◆ **Document excerpt**:
As suggested by Feeney and Collins (2019), many people understand the importance of the attachment system and its role in providing children with comfort and safety in times of perceived threat or discomfort. However, many people appear to overlook the role and importance of the caregiving system. I used to be one of those people until I discovered the concept. Since then, it has remained at the forefront of my mind when undertaking safeguarding assessments.
Before I share my own personal reflections, I would like to briefly explain my understanding of what the caregiving system is and how it differs from the attachment system.
According to George and Solomon (cited in Cassidy and Shaver, 2008), the behavioural system’s approach to caregiving begins with Bowlby’s (1969/1982, 1973) belief that the caregiving system is reciprocal to and evolved in parallel with the attachment system. For example, as the attachment system is activated when a child experiences internal or external cues of perceived danger or stress, similarly, the caregiving system is activated by internal or external cues associated with situations when a parent perceives danger or stress for their child.
These situations could include, but are not inclusive of:
- Separation
- The child being placed in danger or;
- The child signalling discomfort or distress.
Once the caregiving system has been activated, parents can call upon an innate range of behaviours that serve the system’s protective function.
These behaviours may include:
- Maintaining close proximity to the child
- Retrieval, following or signalling for the child to follow or;
- Calling, looking or smiling at the child.
Similarly, and like the child’s attachment system, which becomes terminated by proximity or physical and/or psychological contact with the attachment figure, the caregiving system is also terminated by signs of physical and/or psychological proximity and signs that the child is comforted, content or satisfied (George and Solomon, cited in Cassidy and Shaver, 2008).
With the intention of creating a ‘safe haven’, whereby a child feels confident to return to their parent for comfort and safety when feeling stressed, overwhelmed, and/or unsafe (O’Shaughnessy et al, 2023), the parent and their ability to effectively manage their caregiving system supports a child’s exploratory behaviour. For example, by creating a ‘secure base’, the child feels able to explore their environment and develop autonomy, safe in the knowledge that if they encounter danger or stress, they can return to their parent (safe haven), who will provide them with comfort and protection.

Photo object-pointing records
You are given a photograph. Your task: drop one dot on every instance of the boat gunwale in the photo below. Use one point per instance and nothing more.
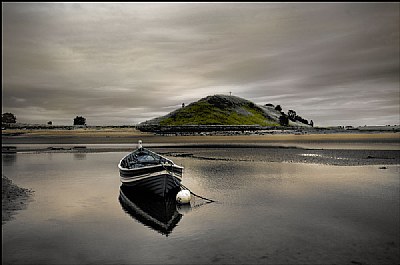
(151, 166)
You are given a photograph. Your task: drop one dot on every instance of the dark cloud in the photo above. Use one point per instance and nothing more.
(335, 63)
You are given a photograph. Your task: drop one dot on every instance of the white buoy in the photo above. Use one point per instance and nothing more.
(183, 208)
(183, 197)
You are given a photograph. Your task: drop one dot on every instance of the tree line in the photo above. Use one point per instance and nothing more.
(9, 118)
(291, 115)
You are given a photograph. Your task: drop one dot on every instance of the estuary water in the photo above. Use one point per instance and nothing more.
(265, 212)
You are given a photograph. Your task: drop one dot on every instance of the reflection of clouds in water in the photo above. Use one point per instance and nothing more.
(79, 156)
(9, 159)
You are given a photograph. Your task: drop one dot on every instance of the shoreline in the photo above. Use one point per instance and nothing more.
(13, 200)
(131, 136)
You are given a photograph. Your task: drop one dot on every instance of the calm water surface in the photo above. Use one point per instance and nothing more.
(266, 212)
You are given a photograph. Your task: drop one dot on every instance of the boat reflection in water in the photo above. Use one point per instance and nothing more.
(158, 213)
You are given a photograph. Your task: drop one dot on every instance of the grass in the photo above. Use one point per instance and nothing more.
(204, 113)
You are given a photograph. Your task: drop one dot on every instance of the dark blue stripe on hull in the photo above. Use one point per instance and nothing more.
(160, 185)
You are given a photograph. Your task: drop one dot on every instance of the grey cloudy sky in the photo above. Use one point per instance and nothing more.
(124, 63)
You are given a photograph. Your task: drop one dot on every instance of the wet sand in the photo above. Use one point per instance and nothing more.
(13, 199)
(387, 141)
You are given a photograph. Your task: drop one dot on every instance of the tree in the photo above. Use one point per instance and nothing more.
(292, 115)
(79, 120)
(278, 108)
(284, 120)
(8, 118)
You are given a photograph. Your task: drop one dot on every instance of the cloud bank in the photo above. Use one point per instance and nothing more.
(115, 64)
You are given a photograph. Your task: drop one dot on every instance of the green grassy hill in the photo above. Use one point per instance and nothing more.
(218, 110)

◆ **Request A**: Swap "caregiving system" for "parenting system" and write out everything in the passage on the caregiving system from "As suggested by" down to "from the attachment system.".
◆ **Request B**: According to the passage on the caregiving system, what terminates the caregiving system?

◆ **Finished answer A**:
As suggested by Feeney and Collins (2019), many people understand the importance of the attachment system and its role in providing children with comfort and safety in times of perceived threat or discomfort. However, many people appear to overlook the role and importance of the parenting system. I used to be one of those people until I discovered the concept. Since then, it has remained at the forefront of my mind when undertaking safeguarding assessments.
Before I share my own personal reflections, I would like to briefly explain my understanding of what the parenting system is and how it differs from the attachment system.

◆ **Finished answer B**: Signs of physical and/or psychological proximity and signs that the child is comforted, content or satisfied.